ASSIGNMENT
From the data underneath, reproduce exactly the stretch that begins at the line with "Target: overcast sky" and ends after the line with "Target: tree branch".

**** INFORMATION GIVEN

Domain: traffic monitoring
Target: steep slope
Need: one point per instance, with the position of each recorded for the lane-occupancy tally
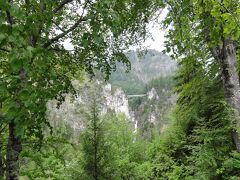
(145, 66)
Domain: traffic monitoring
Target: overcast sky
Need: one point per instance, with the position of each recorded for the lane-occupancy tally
(156, 42)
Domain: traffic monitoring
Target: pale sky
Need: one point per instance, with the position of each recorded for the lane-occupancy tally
(156, 42)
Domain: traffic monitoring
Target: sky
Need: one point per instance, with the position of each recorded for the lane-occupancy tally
(155, 42)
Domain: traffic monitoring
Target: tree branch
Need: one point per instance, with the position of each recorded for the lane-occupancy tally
(61, 5)
(72, 28)
(4, 49)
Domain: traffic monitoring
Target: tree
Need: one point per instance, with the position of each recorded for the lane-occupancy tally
(209, 32)
(35, 67)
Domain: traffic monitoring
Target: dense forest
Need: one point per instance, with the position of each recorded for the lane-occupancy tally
(77, 103)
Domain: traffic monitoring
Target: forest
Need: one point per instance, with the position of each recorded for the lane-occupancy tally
(77, 102)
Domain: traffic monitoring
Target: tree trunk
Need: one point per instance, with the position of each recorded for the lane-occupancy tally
(13, 152)
(228, 63)
(1, 160)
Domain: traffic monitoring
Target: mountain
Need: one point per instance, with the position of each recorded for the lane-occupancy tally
(144, 95)
(145, 66)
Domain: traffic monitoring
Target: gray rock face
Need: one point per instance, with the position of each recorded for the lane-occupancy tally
(71, 111)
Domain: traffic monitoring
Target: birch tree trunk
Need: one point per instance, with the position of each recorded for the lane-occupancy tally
(13, 152)
(1, 159)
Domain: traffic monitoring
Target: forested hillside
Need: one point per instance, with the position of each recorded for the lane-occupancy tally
(68, 109)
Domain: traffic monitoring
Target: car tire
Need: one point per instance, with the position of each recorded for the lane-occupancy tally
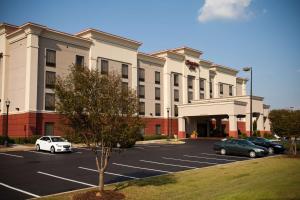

********

RESULT FOR THIS TASK
Target: overcast sky
Need: one point per instance, with the position of each recorded for the lane-occupancy tally
(156, 42)
Domain: traffic monitoring
Target: pale sky
Need: one point per instance, with the position of each recorded for the lane-occupancy tally
(156, 42)
Domain: traffic monitoring
Target: sky
Need: one point per instance, with the position of each recorded for the lane-occupancy tally
(155, 42)
Domain: traffic monitoring
Target: tree branch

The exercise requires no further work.